Task requirements
Beginning at the line containing "Would you kindly indicate the truck wheel", output every line to the end of the data below exactly as it appears.

━━━━━ Provided records ━━━━━

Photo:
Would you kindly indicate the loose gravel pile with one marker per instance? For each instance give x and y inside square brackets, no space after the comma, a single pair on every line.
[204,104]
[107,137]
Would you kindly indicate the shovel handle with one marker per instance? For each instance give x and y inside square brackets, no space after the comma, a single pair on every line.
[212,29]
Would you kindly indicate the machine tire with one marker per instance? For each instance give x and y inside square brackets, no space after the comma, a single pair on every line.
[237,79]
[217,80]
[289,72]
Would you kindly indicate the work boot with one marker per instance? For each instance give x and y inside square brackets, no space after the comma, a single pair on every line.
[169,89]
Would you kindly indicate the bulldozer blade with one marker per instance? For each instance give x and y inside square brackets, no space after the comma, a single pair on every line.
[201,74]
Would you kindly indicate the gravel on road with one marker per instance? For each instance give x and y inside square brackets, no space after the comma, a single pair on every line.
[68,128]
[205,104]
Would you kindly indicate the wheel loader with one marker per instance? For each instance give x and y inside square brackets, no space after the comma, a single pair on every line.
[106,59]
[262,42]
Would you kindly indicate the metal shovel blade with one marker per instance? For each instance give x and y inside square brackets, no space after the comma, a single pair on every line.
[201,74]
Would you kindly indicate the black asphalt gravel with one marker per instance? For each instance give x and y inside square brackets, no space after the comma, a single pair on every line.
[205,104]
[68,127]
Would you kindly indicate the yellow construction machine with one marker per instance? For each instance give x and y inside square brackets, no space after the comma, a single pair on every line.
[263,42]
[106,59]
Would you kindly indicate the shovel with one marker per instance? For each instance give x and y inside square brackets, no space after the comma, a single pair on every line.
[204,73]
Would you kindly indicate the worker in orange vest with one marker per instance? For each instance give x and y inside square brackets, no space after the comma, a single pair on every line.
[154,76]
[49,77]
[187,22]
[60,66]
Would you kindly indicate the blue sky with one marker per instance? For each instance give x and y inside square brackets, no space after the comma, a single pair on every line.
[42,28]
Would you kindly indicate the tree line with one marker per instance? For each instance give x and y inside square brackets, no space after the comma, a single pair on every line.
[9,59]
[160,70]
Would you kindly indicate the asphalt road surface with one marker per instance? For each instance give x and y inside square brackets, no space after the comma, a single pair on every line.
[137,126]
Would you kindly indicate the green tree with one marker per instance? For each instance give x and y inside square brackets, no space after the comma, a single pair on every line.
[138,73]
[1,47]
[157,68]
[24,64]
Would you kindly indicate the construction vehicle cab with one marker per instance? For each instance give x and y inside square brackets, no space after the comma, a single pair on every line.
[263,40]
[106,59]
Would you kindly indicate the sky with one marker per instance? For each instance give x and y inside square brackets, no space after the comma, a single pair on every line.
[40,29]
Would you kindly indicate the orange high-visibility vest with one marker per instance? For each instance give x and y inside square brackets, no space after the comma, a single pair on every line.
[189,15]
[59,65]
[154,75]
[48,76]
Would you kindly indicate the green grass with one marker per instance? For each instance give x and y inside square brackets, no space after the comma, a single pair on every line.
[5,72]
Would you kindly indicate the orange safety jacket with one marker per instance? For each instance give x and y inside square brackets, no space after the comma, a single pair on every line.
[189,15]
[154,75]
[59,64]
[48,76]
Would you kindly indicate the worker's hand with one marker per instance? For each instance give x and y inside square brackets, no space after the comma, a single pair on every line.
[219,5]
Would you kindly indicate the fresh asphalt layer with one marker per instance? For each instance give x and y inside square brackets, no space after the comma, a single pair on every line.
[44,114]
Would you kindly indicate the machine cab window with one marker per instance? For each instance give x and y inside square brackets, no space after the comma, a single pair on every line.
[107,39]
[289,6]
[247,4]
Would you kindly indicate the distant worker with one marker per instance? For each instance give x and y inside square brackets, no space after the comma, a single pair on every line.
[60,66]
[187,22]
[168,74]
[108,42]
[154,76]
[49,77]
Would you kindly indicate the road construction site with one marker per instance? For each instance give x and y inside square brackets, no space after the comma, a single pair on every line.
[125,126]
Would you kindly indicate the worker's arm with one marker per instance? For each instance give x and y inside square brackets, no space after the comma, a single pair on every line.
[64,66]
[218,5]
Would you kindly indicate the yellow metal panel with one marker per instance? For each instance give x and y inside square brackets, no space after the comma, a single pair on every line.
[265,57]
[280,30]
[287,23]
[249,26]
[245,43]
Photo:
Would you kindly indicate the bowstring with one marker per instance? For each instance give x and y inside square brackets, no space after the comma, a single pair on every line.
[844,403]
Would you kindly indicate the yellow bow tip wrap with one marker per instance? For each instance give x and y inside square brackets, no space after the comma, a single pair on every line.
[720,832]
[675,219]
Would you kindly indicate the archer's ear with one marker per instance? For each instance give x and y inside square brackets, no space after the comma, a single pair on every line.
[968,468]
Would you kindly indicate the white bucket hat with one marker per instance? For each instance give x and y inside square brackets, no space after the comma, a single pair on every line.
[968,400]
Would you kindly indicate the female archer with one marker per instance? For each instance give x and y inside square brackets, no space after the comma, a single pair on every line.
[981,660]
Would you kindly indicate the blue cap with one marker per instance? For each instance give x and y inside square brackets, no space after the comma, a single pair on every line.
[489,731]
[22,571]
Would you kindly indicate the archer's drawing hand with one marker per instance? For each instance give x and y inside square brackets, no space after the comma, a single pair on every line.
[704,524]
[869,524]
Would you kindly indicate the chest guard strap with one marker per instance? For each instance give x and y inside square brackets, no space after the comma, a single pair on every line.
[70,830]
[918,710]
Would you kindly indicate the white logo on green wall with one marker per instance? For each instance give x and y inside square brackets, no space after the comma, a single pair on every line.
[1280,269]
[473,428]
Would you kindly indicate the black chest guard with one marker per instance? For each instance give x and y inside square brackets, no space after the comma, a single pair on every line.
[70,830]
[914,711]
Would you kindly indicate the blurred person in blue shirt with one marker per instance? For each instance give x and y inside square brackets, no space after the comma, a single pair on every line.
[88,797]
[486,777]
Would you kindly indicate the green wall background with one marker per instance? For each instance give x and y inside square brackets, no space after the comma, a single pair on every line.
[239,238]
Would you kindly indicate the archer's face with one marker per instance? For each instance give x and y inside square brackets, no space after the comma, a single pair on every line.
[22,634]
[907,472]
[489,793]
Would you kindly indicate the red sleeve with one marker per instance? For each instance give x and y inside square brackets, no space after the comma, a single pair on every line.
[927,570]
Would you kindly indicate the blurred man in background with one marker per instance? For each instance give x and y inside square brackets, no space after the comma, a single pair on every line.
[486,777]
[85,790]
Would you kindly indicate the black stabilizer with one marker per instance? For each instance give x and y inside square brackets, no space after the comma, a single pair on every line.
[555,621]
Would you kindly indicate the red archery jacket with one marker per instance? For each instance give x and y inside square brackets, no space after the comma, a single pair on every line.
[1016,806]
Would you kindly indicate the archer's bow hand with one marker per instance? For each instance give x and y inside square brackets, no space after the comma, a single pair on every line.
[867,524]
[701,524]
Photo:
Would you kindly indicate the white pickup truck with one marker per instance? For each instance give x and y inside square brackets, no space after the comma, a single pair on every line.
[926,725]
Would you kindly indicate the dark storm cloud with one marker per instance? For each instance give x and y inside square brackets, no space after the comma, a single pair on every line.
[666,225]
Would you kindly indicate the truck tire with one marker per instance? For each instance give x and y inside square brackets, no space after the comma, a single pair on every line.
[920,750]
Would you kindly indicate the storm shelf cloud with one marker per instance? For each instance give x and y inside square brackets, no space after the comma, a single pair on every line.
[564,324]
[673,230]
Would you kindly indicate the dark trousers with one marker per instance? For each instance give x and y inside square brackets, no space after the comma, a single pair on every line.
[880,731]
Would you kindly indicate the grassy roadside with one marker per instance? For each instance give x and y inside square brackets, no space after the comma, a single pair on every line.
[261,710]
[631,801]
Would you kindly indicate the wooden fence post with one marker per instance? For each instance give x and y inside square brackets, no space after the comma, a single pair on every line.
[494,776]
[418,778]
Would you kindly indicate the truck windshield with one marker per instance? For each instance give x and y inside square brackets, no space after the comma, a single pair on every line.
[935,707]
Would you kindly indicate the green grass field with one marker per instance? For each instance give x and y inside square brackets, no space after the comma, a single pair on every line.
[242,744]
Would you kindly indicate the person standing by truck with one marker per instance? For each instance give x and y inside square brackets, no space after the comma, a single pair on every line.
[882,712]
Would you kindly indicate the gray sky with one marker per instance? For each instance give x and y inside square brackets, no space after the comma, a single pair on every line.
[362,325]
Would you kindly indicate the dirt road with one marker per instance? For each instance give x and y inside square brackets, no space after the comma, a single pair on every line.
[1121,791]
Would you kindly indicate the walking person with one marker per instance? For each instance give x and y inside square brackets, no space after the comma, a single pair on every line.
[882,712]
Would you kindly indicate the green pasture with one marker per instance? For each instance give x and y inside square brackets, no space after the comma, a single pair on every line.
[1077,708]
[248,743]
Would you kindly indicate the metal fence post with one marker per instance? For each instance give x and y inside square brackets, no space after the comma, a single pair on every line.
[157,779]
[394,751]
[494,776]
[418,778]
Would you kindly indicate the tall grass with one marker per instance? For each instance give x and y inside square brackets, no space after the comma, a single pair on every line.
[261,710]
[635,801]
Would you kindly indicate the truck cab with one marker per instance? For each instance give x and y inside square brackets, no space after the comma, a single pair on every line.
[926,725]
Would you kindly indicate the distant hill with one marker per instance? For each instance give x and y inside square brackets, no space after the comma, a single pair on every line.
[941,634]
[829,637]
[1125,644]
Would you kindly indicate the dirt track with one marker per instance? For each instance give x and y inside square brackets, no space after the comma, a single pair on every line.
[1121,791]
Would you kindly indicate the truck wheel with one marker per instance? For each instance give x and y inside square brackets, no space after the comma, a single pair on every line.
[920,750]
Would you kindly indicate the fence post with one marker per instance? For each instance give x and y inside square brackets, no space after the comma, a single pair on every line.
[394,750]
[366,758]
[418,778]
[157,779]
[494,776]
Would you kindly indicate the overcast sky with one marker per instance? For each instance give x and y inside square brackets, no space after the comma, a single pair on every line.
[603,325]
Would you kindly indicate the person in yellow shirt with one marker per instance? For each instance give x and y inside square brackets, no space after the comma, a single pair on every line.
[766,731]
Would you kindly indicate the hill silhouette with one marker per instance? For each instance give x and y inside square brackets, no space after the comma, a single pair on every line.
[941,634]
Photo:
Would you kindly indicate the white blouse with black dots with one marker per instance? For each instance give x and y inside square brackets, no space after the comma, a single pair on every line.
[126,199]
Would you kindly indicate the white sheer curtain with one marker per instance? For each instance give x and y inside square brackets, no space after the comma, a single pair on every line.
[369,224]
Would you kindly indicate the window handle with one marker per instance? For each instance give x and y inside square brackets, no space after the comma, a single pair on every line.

━━━━━

Solution
Would you kindly indicate the truck wheel with one marker per instance? For each instance give x and y inside square brackets, no space after the comma, a single pair on every line.
[920,750]
Would you kindly indicate the fence post with one marker per instance? For each instance give x and y inside square brackets, no space after the comma, a single pair on every line.
[394,750]
[366,758]
[418,778]
[157,779]
[494,776]
Would you kindly indicate the overcast sky with one marker per instance? For each instance give x and y inside square brackets, no space after the comma, a single pair on every line.
[603,325]
Would you kindly indicate the person in yellow shirt with one marker per instance? For each instance give x and y inside square brackets, no space after the comma, a single pair on every line.
[766,731]
Would you kindly indicate the hill silhouette with one marker per instance? For each instance give x and y inside square brackets, no space after the comma, a single pair on every line.
[941,634]
Photo:
Would you kindly indicate the white blouse with black dots with one marker per instance? For each instance give x and y inside square brackets, no space after the comma, a single pair on every line.
[126,199]
Would you kindly indicate the white sheer curtain with one marker per instance? For each instance give x and y inside square brackets, no space after the comma, a single pair on every line.
[369,224]
Would you kindly indicate the window handle with one marker per instance? For each instance give x and y inside square brackets, no space after the comma, a single pair on every line.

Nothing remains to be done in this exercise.